===== TEKS SUMBER =====
Qanaah pengertiannya adalah (1) bersikap sederhana dan membatasi keinginannya sehingga tidak berlebihan, dan memanfaatkan apa yang dimilikinya untuk kebaikan dan kemanfaatan. (2) merasa cukup dan bersyukur pada apa yang dikaruniakan Allah s.w.t. kepadanya dalam segala hal. (3) menyadari bahwa apa yang dimilikinya, setelah memenuhi kebutukan dirinya dan orang-orang di bawah tanggungannya adalah merupakan bagian yang harus dimanfaatkan untuk kepentingan orang lain yang amat membutuhkan.
=====
TUGAS TERTULIS 1:
Jawab pertanyaan berikut berdasarkan teks tentang qanaah.
(a) Pada pengertian pertama, untuk apa seseorang memanfaatkan apa yang dimilikinya?
(b) Pada pengertian kedua, kepada siapa seseorang merasa cukup dan bersyukur atas apa yang dikaruniakan?
(c) Pada pengertian ketiga, kebutuhan siapa yang dipenuhi lebih dulu sebelum sisanya dimanfaatkan untuk orang lain?
===== CATATAN TERSEDIA =====
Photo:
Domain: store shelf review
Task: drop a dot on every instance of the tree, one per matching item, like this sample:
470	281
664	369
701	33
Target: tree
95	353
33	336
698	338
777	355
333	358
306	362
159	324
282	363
=====
TUGAS TERTULIS 2: Pindahkan seluruh baris catatan di atas apa adanya, termasuk permintaannya, tetapi tambahkan 55 pada setiap angka koordinat titik di bagian jawaban.

JAWABAN 1:
(a) Untuk kebaikan dan kemanfaatan.
(b) Kepada Allah s.w.t.
(c) Kebutuhan dirinya dan orang-orang di bawah tanggungannya.

JAWABAN 2:
Photo:
Domain: store shelf review
Task: drop a dot on every instance of the tree, one per matching item, like this sample:
470	281
664	369
701	33
Target: tree
150	408
88	391
753	393
832	410
388	413
361	417
214	379
337	418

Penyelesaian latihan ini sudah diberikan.